* [Work instruction] Some entries follow. Reproduce exactly the lines starting at the one with "Phrase: woman standing holding phone" and stopping after the one with "Phrase: wooden table".

Start of Material provided

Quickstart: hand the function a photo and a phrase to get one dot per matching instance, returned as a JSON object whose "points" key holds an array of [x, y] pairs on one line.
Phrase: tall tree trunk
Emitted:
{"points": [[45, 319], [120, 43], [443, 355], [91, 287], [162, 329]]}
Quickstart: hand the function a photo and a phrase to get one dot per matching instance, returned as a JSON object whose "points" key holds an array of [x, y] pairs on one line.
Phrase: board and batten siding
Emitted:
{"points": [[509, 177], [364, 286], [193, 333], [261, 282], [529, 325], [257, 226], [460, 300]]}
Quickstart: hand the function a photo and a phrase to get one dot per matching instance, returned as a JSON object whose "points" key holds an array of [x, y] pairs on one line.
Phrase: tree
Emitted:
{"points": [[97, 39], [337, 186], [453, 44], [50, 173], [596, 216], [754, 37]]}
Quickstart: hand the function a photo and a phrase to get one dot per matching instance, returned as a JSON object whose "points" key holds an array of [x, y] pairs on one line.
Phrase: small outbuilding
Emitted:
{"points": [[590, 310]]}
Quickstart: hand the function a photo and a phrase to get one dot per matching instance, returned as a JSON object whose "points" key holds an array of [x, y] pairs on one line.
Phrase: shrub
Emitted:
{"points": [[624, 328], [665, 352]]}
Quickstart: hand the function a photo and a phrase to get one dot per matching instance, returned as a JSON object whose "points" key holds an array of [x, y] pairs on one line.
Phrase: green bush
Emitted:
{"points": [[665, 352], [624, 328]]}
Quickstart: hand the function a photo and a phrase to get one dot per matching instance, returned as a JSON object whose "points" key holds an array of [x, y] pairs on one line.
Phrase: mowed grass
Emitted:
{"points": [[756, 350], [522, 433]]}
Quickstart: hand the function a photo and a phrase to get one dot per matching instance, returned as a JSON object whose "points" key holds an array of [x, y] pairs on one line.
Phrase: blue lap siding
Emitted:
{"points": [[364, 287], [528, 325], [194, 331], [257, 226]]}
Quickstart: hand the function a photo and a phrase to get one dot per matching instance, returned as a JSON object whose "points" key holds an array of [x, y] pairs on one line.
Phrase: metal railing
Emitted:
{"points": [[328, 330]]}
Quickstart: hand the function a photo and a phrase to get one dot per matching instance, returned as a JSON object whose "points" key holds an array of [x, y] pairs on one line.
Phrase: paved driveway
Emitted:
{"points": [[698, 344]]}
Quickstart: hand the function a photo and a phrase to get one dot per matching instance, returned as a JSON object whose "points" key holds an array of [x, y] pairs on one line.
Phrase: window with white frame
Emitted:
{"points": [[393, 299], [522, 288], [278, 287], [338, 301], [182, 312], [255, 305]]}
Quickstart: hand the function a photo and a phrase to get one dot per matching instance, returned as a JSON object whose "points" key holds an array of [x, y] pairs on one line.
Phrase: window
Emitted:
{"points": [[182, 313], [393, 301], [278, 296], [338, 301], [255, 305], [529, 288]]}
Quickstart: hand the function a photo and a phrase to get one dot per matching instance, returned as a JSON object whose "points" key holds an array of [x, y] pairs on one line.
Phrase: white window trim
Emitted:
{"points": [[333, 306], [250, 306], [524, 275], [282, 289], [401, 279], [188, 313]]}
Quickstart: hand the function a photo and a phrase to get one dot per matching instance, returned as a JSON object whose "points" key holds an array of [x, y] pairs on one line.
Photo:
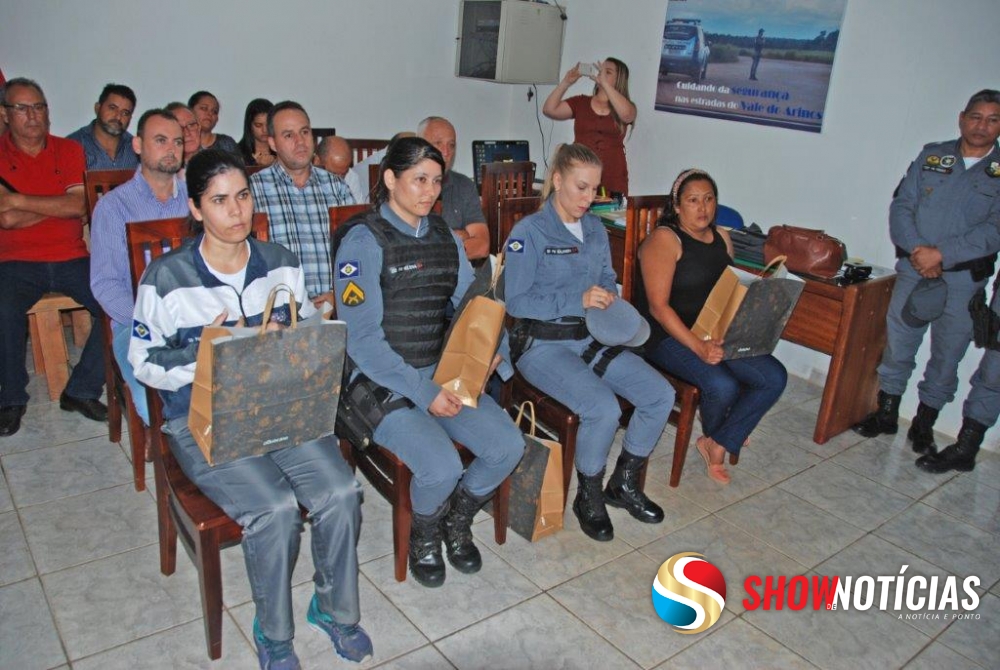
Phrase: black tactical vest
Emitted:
{"points": [[419, 275]]}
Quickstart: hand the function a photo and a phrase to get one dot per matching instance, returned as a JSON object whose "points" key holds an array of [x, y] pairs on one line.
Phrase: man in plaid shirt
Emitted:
{"points": [[297, 196]]}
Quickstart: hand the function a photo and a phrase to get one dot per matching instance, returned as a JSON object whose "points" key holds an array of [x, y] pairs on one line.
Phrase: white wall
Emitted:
{"points": [[372, 67], [903, 71]]}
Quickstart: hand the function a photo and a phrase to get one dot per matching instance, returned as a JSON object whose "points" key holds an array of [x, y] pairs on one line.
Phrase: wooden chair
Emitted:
{"points": [[641, 215], [390, 476], [363, 148], [502, 181], [98, 183], [180, 506]]}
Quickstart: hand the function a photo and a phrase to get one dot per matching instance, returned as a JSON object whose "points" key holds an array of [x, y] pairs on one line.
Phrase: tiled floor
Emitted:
{"points": [[80, 585]]}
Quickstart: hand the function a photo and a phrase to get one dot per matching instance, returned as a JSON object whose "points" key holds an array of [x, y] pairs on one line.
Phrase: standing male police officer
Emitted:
{"points": [[945, 223]]}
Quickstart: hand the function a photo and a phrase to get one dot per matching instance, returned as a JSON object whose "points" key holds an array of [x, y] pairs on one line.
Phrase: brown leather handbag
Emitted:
{"points": [[809, 252]]}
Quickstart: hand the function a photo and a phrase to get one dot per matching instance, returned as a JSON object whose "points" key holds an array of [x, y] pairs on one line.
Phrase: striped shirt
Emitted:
{"points": [[97, 158], [110, 278], [179, 296], [299, 218]]}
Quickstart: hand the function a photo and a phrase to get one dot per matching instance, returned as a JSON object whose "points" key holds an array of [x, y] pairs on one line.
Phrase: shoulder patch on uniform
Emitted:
{"points": [[348, 270], [141, 330], [352, 295]]}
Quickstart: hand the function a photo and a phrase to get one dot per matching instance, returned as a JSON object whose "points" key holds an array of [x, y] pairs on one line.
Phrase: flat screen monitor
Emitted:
{"points": [[497, 151]]}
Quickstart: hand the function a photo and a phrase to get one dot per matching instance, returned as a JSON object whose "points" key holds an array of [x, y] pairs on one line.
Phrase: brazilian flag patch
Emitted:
{"points": [[352, 295]]}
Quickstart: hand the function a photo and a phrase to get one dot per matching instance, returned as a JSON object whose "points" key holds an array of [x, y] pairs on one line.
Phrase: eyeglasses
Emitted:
{"points": [[22, 109]]}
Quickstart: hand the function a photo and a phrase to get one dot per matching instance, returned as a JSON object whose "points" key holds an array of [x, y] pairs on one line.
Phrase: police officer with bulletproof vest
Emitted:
{"points": [[396, 270], [945, 223]]}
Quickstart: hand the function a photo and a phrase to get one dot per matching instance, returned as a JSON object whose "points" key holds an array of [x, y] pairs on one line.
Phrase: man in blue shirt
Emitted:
{"points": [[297, 196], [155, 192], [106, 140]]}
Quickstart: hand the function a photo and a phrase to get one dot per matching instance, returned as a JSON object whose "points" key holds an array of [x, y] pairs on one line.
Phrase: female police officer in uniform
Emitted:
{"points": [[396, 270], [559, 265]]}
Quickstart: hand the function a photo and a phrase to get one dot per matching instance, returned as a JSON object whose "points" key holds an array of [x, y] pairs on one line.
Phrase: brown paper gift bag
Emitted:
{"points": [[472, 343], [536, 492], [748, 312], [255, 391]]}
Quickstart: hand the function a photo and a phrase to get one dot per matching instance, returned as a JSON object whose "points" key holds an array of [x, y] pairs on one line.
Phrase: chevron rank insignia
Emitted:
{"points": [[352, 295]]}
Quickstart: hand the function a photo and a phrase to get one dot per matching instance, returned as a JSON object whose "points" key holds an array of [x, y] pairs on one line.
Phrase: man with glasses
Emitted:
{"points": [[106, 140], [41, 249]]}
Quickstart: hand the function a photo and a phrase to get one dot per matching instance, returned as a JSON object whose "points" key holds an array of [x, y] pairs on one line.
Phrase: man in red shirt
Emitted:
{"points": [[41, 249]]}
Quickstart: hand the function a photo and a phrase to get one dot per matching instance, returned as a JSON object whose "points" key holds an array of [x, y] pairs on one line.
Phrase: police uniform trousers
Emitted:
{"points": [[262, 494], [556, 368], [951, 334], [424, 443]]}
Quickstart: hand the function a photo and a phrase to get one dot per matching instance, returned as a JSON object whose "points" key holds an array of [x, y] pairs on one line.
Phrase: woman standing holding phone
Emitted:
{"points": [[600, 120]]}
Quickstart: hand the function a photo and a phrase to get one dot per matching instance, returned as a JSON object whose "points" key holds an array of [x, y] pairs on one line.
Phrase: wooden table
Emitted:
{"points": [[845, 322]]}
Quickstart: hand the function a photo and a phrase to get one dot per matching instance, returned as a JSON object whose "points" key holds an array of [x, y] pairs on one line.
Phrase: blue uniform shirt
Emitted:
{"points": [[359, 263], [939, 203], [549, 269]]}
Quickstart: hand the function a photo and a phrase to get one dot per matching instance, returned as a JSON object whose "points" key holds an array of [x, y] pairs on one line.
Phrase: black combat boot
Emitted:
{"points": [[589, 508], [462, 552], [921, 432], [885, 419], [960, 456], [623, 490], [426, 563]]}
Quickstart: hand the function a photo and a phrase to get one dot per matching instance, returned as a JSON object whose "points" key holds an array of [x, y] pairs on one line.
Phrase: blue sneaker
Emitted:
{"points": [[351, 642], [274, 655]]}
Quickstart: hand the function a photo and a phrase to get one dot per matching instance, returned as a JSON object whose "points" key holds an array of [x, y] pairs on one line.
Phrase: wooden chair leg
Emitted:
{"points": [[685, 426], [36, 345], [402, 519], [54, 352], [208, 562], [138, 437], [501, 504]]}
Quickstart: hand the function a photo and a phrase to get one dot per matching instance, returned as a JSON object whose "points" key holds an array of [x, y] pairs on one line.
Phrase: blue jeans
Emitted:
{"points": [[735, 395], [121, 336], [262, 494], [23, 284], [555, 367]]}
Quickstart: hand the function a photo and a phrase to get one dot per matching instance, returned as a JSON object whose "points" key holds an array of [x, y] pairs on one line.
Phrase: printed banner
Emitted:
{"points": [[757, 61]]}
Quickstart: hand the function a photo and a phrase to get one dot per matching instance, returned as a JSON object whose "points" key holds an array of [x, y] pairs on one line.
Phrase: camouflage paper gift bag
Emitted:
{"points": [[256, 390]]}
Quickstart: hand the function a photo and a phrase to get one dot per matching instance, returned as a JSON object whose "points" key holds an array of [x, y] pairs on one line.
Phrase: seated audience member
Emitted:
{"points": [[399, 267], [223, 276], [106, 140], [361, 169], [41, 249], [253, 145], [191, 128], [558, 267], [460, 203], [206, 109], [681, 260], [155, 192], [334, 155], [297, 197]]}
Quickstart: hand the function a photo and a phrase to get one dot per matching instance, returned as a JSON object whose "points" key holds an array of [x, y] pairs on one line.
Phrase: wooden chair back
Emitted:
{"points": [[98, 182], [339, 215], [513, 210], [641, 214], [363, 148], [502, 181]]}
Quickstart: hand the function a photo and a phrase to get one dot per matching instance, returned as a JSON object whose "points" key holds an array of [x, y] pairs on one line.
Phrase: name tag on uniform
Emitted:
{"points": [[409, 267]]}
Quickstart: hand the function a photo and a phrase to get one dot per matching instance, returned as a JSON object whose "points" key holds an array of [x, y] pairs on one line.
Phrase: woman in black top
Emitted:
{"points": [[681, 260]]}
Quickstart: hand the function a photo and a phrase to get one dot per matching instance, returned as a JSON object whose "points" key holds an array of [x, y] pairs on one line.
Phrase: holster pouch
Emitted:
{"points": [[363, 405]]}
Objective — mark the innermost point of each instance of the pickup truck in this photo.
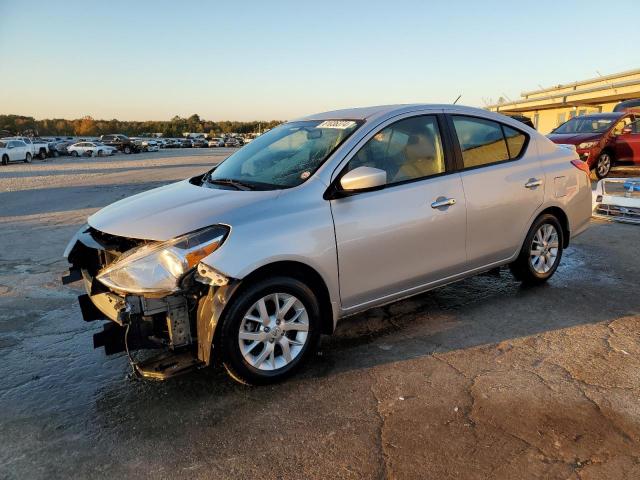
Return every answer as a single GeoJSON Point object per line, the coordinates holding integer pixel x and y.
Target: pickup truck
{"type": "Point", "coordinates": [36, 147]}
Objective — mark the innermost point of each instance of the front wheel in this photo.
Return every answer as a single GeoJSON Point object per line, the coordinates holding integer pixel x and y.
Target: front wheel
{"type": "Point", "coordinates": [603, 165]}
{"type": "Point", "coordinates": [269, 330]}
{"type": "Point", "coordinates": [541, 252]}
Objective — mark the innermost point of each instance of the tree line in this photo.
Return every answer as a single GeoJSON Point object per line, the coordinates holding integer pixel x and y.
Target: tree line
{"type": "Point", "coordinates": [87, 126]}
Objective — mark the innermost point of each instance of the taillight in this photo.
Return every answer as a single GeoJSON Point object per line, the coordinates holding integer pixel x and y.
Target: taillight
{"type": "Point", "coordinates": [582, 166]}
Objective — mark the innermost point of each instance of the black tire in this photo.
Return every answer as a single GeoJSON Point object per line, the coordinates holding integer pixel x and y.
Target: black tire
{"type": "Point", "coordinates": [603, 165]}
{"type": "Point", "coordinates": [523, 268]}
{"type": "Point", "coordinates": [234, 362]}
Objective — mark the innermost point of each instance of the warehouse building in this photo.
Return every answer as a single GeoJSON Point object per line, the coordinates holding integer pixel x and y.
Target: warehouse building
{"type": "Point", "coordinates": [549, 107]}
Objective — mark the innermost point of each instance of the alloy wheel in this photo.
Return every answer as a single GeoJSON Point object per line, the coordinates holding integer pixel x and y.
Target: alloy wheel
{"type": "Point", "coordinates": [274, 331]}
{"type": "Point", "coordinates": [544, 248]}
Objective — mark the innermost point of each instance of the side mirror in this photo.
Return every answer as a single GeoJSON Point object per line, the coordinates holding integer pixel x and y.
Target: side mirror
{"type": "Point", "coordinates": [363, 178]}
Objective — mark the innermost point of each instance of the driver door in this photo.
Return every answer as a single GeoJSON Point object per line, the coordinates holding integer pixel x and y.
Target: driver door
{"type": "Point", "coordinates": [397, 240]}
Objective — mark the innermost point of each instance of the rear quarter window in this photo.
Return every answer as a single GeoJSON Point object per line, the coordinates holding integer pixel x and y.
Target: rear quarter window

End of Material provided

* [Exercise solution]
Phrase: woman standing holding phone
Emitted:
{"points": [[600, 120]]}
Quickstart: hand the function a photo and a phrase to get one dot per matching instance, returned as a JSON object whose "points" key holds an array of [x, y] pairs on one line.
Phrase: wooden table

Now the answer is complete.